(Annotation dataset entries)
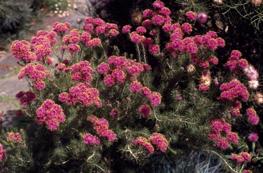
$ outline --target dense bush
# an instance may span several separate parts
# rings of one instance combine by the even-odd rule
[[[261,76],[240,51],[220,54],[216,32],[193,30],[205,13],[178,14],[155,1],[121,32],[88,16],[13,42],[32,88],[1,132],[3,172],[261,172]]]

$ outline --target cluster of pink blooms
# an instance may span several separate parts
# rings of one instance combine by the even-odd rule
[[[99,144],[99,139],[96,136],[93,136],[90,133],[86,133],[83,136],[83,142],[86,144],[96,146]]]
[[[150,154],[154,151],[154,146],[156,150],[165,152],[168,147],[168,141],[162,134],[155,132],[147,139],[145,137],[138,137],[136,140],[131,140],[131,142],[135,145],[144,146]]]
[[[49,76],[50,72],[46,71],[42,65],[29,63],[19,71],[17,76],[18,79],[29,78],[34,81],[36,89],[43,89],[45,87],[45,83],[42,80]]]
[[[71,71],[71,80],[73,81],[82,80],[84,82],[90,83],[92,80],[93,69],[90,67],[90,63],[87,60],[73,65]]]
[[[153,146],[148,141],[148,139],[145,137],[138,137],[135,141],[131,140],[131,142],[134,145],[139,145],[145,147],[150,154],[153,154],[154,151]]]
[[[35,51],[37,60],[42,62],[52,64],[52,60],[49,56],[52,54],[51,46],[57,43],[56,32],[51,31],[38,31],[36,36],[31,39],[32,49]]]
[[[220,99],[225,99],[233,101],[238,97],[241,97],[242,101],[246,101],[249,97],[249,93],[238,80],[233,80],[228,83],[223,84],[220,86],[220,90],[223,92],[220,95]]]
[[[160,1],[155,1],[153,3],[154,12],[147,9],[143,12],[143,18],[145,20],[142,22],[142,26],[136,28],[136,31],[132,32],[129,34],[131,41],[134,43],[142,43],[145,47],[149,47],[149,51],[152,55],[156,55],[160,52],[160,47],[158,45],[153,44],[153,41],[151,38],[147,38],[143,34],[147,32],[147,29],[150,28],[151,25],[162,26],[165,24],[170,24],[171,19],[169,16],[171,11],[168,8],[164,7],[164,4]],[[123,32],[130,32],[132,27],[125,25],[123,27]],[[149,32],[149,34],[155,36],[156,31],[153,30]]]
[[[65,115],[62,107],[51,100],[44,101],[36,110],[36,122],[41,125],[44,123],[50,130],[57,130],[60,123],[65,121]]]
[[[233,80],[227,83],[224,83],[220,86],[223,92],[218,98],[218,100],[227,100],[232,105],[230,108],[231,113],[234,116],[239,116],[242,104],[238,100],[241,98],[242,101],[246,101],[249,97],[249,93],[238,80]]]
[[[2,116],[3,116],[3,113],[0,112],[0,124],[2,124],[3,123]]]
[[[53,32],[38,31],[36,36],[31,39],[31,44],[25,41],[15,41],[11,46],[11,53],[16,60],[25,64],[40,61],[52,64],[49,55],[52,54],[51,46],[58,41],[57,34]]]
[[[222,150],[226,150],[230,143],[237,144],[239,137],[237,133],[231,132],[231,126],[221,119],[210,119],[211,130],[209,138]]]
[[[238,69],[242,70],[248,67],[249,64],[247,60],[240,58],[242,54],[238,50],[233,50],[227,63],[224,65],[225,68],[229,68],[232,73],[236,73]]]
[[[151,108],[147,104],[140,105],[139,107],[139,113],[147,117],[151,115]]]
[[[142,96],[149,98],[151,102],[151,104],[155,106],[158,106],[161,103],[162,95],[160,93],[158,92],[151,92],[147,87],[142,86],[142,85],[138,81],[132,82],[129,85],[129,89],[130,91],[134,92],[134,93],[137,93],[141,91],[140,93]],[[147,111],[144,112],[144,113],[142,113],[145,115],[147,115],[148,114],[149,115],[151,113],[151,109],[149,108],[149,107],[145,107],[143,110],[147,110]],[[139,112],[141,112],[140,109]]]
[[[36,61],[36,55],[32,51],[30,44],[26,41],[15,41],[11,45],[11,54],[16,60],[25,63]]]
[[[218,59],[214,56],[210,56],[206,60],[203,60],[197,55],[192,55],[190,61],[192,64],[198,65],[204,69],[208,69],[210,65],[214,65],[218,63]]]
[[[3,146],[0,143],[0,161],[3,161],[6,159],[5,150]]]
[[[186,13],[186,16],[191,21],[197,19],[197,14],[192,11],[188,11]]]
[[[14,133],[12,132],[8,133],[7,141],[10,142],[12,141],[13,141],[14,143],[20,142],[21,141],[21,137],[19,132]]]
[[[108,63],[102,62],[97,67],[98,72],[105,76],[103,81],[108,86],[112,86],[115,83],[123,83],[126,80],[126,73],[138,76],[143,70],[150,69],[151,67],[148,65],[142,65],[135,60],[116,56],[110,56],[108,59]]]
[[[149,139],[151,143],[157,150],[165,152],[168,147],[168,141],[162,134],[155,132]]]
[[[69,93],[64,92],[60,94],[58,99],[68,105],[81,103],[84,106],[94,104],[97,107],[101,107],[98,90],[90,88],[88,83],[78,83],[75,86],[69,89]]]
[[[66,32],[67,32],[69,28],[71,27],[71,24],[68,22],[64,23],[55,22],[53,23],[53,31],[55,32],[58,35],[62,36]]]
[[[118,26],[114,23],[105,23],[100,18],[93,19],[91,16],[85,19],[85,25],[84,27],[85,32],[95,36],[105,35],[108,38],[117,36],[119,32]],[[93,47],[92,39],[86,41],[88,47]]]
[[[181,26],[178,23],[173,24],[171,29],[167,31],[167,32],[171,32],[170,42],[166,45],[166,48],[169,52],[177,54],[179,51],[195,54],[197,53],[198,49],[214,51],[218,47],[225,47],[225,41],[222,38],[218,37],[217,34],[212,31],[207,32],[205,35],[196,35],[183,38],[184,32],[190,32],[190,29],[184,30],[183,25],[184,24]],[[190,28],[189,25],[187,27],[184,27],[184,28],[188,27]],[[206,68],[208,65],[208,60],[214,65],[218,62],[216,58],[212,57],[208,60],[201,60],[199,65],[203,68]]]
[[[260,121],[260,117],[258,116],[255,109],[249,108],[246,111],[249,123],[252,125],[257,125]]]
[[[73,55],[76,51],[79,51],[80,47],[77,44],[79,40],[80,32],[77,29],[72,30],[68,35],[65,35],[62,38],[62,43],[64,44],[62,49],[65,50],[67,48],[71,55]]]
[[[55,69],[59,71],[64,71],[64,72],[67,73],[69,71],[71,71],[71,68],[68,67],[69,65],[69,60],[64,60],[61,62],[61,63],[58,64]]]
[[[107,137],[110,141],[116,139],[116,135],[112,130],[108,129],[109,123],[104,118],[99,119],[91,115],[87,117],[87,120],[93,124],[93,128],[99,136]]]
[[[118,116],[118,112],[116,109],[112,109],[112,111],[110,111],[110,115],[112,117],[116,117]]]
[[[258,140],[258,133],[252,132],[249,134],[249,135],[247,137],[247,139],[249,139],[249,141],[250,142],[256,142]]]
[[[239,154],[233,154],[230,156],[230,159],[236,161],[237,163],[247,163],[251,161],[251,156],[249,153],[243,152]]]
[[[30,91],[21,91],[16,94],[16,97],[19,100],[19,104],[24,106],[30,104],[36,99],[36,94]]]
[[[245,75],[249,80],[248,86],[252,89],[257,89],[259,86],[258,72],[251,65],[249,65],[247,68],[243,69]]]
[[[208,91],[211,84],[211,73],[209,70],[203,70],[199,80],[199,91]]]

### GOAL:
Write the material out again exactly as it appears, dropping the pictures.

### COMPLETE ANSWER:
$ outline --target dense bush
# an instance may span several separate parts
# rings of one instance combine by the even-odd rule
[[[261,76],[240,51],[220,54],[216,32],[193,30],[205,13],[178,14],[155,1],[121,32],[88,16],[13,42],[32,88],[1,132],[3,172],[261,172]]]

$ outline --target cluster of pink blooms
# an instance may span several separate parts
# rings of one instance combine by the even-odd rule
[[[99,144],[99,139],[96,136],[93,136],[90,133],[86,133],[83,136],[83,142],[86,144],[96,146]]]
[[[150,154],[154,151],[154,146],[156,150],[165,152],[168,147],[168,141],[162,134],[155,132],[147,139],[145,137],[138,137],[136,140],[131,140],[131,142],[135,145],[144,146]]]
[[[49,76],[50,72],[46,71],[42,65],[29,63],[19,71],[17,76],[18,79],[29,78],[34,81],[36,89],[43,89],[45,87],[45,83],[42,80]]]
[[[71,71],[71,80],[73,81],[82,80],[84,82],[90,83],[92,80],[93,69],[90,67],[90,63],[87,60],[73,65]]]
[[[153,146],[148,141],[148,139],[145,137],[138,137],[135,141],[131,140],[131,142],[134,145],[139,145],[145,147],[150,154],[153,154],[154,151]]]
[[[35,51],[37,60],[42,62],[52,64],[52,60],[49,56],[52,54],[51,46],[57,43],[56,32],[51,31],[38,31],[36,36],[31,39],[32,49]]]
[[[220,99],[225,99],[233,101],[238,97],[241,97],[242,101],[246,101],[249,97],[249,93],[238,80],[233,80],[228,83],[223,84],[220,86],[220,90],[223,92],[220,95]]]
[[[160,1],[155,1],[153,3],[154,12],[147,9],[143,12],[143,18],[145,20],[142,22],[142,26],[136,28],[136,31],[132,32],[129,34],[131,41],[134,43],[142,43],[145,47],[149,47],[149,51],[152,55],[156,55],[160,52],[160,47],[158,45],[153,44],[153,41],[151,38],[147,38],[143,34],[147,32],[147,29],[150,28],[151,25],[162,26],[165,24],[170,24],[171,19],[169,16],[171,11],[168,8],[164,7],[164,4]],[[123,32],[130,32],[132,27],[125,25],[123,27]],[[149,32],[149,34],[155,36],[156,31],[153,30]]]
[[[65,115],[62,107],[51,100],[44,101],[36,110],[36,122],[41,125],[44,123],[50,130],[57,130],[60,123],[65,121]]]
[[[233,80],[227,83],[224,83],[220,86],[223,92],[218,98],[218,100],[227,100],[232,105],[230,108],[231,113],[234,116],[239,116],[242,104],[238,100],[241,98],[242,101],[246,101],[249,97],[249,93],[238,80]]]
[[[2,116],[3,116],[3,113],[0,112],[0,124],[2,124],[3,123]]]
[[[53,32],[38,31],[36,36],[31,39],[31,44],[25,41],[15,41],[11,46],[11,53],[16,60],[25,64],[40,61],[52,64],[49,55],[52,54],[51,46],[58,41],[57,34]]]
[[[222,150],[226,150],[230,143],[237,144],[239,137],[237,133],[231,132],[231,126],[221,119],[210,119],[211,130],[209,138]]]
[[[238,69],[242,70],[248,67],[249,64],[247,60],[240,58],[242,54],[238,50],[233,50],[227,63],[224,65],[225,68],[229,68],[232,73],[236,73]]]
[[[151,108],[147,104],[140,105],[139,107],[139,113],[147,117],[151,115]]]
[[[142,96],[149,98],[151,102],[151,104],[155,106],[158,106],[161,103],[162,95],[160,93],[158,92],[151,92],[147,87],[142,86],[142,85],[138,81],[132,82],[129,85],[129,89],[130,91],[134,92],[134,93],[137,93],[141,91],[140,93]],[[147,111],[144,112],[144,113],[142,113],[145,115],[147,115],[148,114],[149,115],[151,113],[151,109],[149,108],[149,107],[145,107],[143,110],[147,110]],[[139,112],[141,112],[140,109]]]
[[[36,61],[36,55],[32,51],[30,44],[26,41],[15,41],[11,45],[11,54],[16,60],[25,63]]]
[[[218,59],[214,56],[210,56],[206,60],[203,60],[197,55],[192,55],[190,61],[192,64],[198,65],[204,69],[208,69],[210,65],[214,65],[218,63]]]
[[[3,146],[0,143],[0,161],[3,161],[6,159],[5,150]]]
[[[186,13],[186,16],[191,21],[197,19],[197,14],[192,11],[188,11]]]
[[[14,133],[12,132],[8,133],[7,141],[10,142],[12,141],[13,141],[14,143],[20,142],[21,141],[21,137],[19,132]]]
[[[108,63],[102,62],[97,67],[98,72],[105,76],[103,81],[108,86],[112,86],[115,83],[123,83],[126,80],[126,73],[138,76],[143,70],[150,69],[151,67],[148,65],[142,65],[135,60],[116,56],[110,56],[108,59]]]
[[[149,139],[151,143],[157,150],[165,152],[168,147],[168,141],[162,134],[155,132]]]
[[[69,93],[64,92],[60,94],[58,99],[68,105],[81,103],[84,106],[94,104],[97,107],[101,107],[98,90],[90,88],[88,83],[78,83],[75,86],[69,89]]]
[[[66,32],[67,32],[69,28],[71,27],[71,24],[68,22],[64,23],[55,22],[53,23],[53,31],[55,32],[58,35],[62,36]]]
[[[118,26],[114,23],[105,23],[100,18],[93,19],[91,16],[85,19],[85,25],[84,27],[85,32],[95,36],[105,35],[108,38],[117,36],[119,32]],[[93,47],[92,39],[86,41],[88,47]]]
[[[181,26],[178,23],[173,24],[171,29],[167,31],[167,32],[171,32],[170,42],[166,45],[166,48],[169,52],[177,54],[179,51],[195,54],[197,53],[198,49],[214,51],[218,47],[225,47],[225,41],[222,38],[218,37],[217,34],[212,31],[207,32],[205,35],[196,35],[183,38],[184,32],[190,32],[190,29],[184,30],[183,25],[184,24]],[[190,28],[189,25],[187,27],[184,27],[184,28],[188,27]],[[206,68],[208,65],[208,60],[214,65],[218,62],[216,58],[212,57],[208,60],[201,60],[199,65],[203,68]]]
[[[260,121],[260,117],[258,116],[255,109],[249,108],[246,111],[249,123],[252,125],[257,125]]]
[[[73,55],[76,51],[79,51],[80,47],[77,44],[79,40],[80,32],[77,29],[72,30],[68,35],[65,35],[62,38],[62,43],[64,44],[62,49],[65,50],[67,48],[71,55]]]
[[[55,69],[59,71],[64,71],[64,72],[67,73],[69,71],[71,71],[71,68],[68,67],[69,65],[69,60],[64,60],[61,62],[61,63],[58,64]]]
[[[107,137],[110,141],[116,139],[116,135],[112,130],[108,129],[109,123],[104,118],[99,119],[91,115],[87,117],[87,120],[93,124],[93,128],[99,136]]]
[[[118,116],[118,112],[116,109],[112,109],[112,111],[110,111],[110,115],[112,117],[116,117]]]
[[[258,140],[258,133],[252,132],[249,134],[249,135],[247,137],[247,139],[249,139],[249,141],[250,142],[256,142]]]
[[[239,154],[233,154],[230,156],[230,159],[236,161],[237,163],[247,163],[251,161],[251,156],[249,153],[243,152]]]
[[[30,91],[21,91],[16,94],[16,97],[19,100],[19,104],[24,106],[30,104],[36,99],[36,94]]]
[[[245,75],[249,80],[248,86],[252,89],[257,89],[259,86],[258,72],[251,65],[249,65],[247,68],[243,69]]]
[[[208,91],[211,84],[211,73],[209,70],[203,70],[199,80],[199,91]]]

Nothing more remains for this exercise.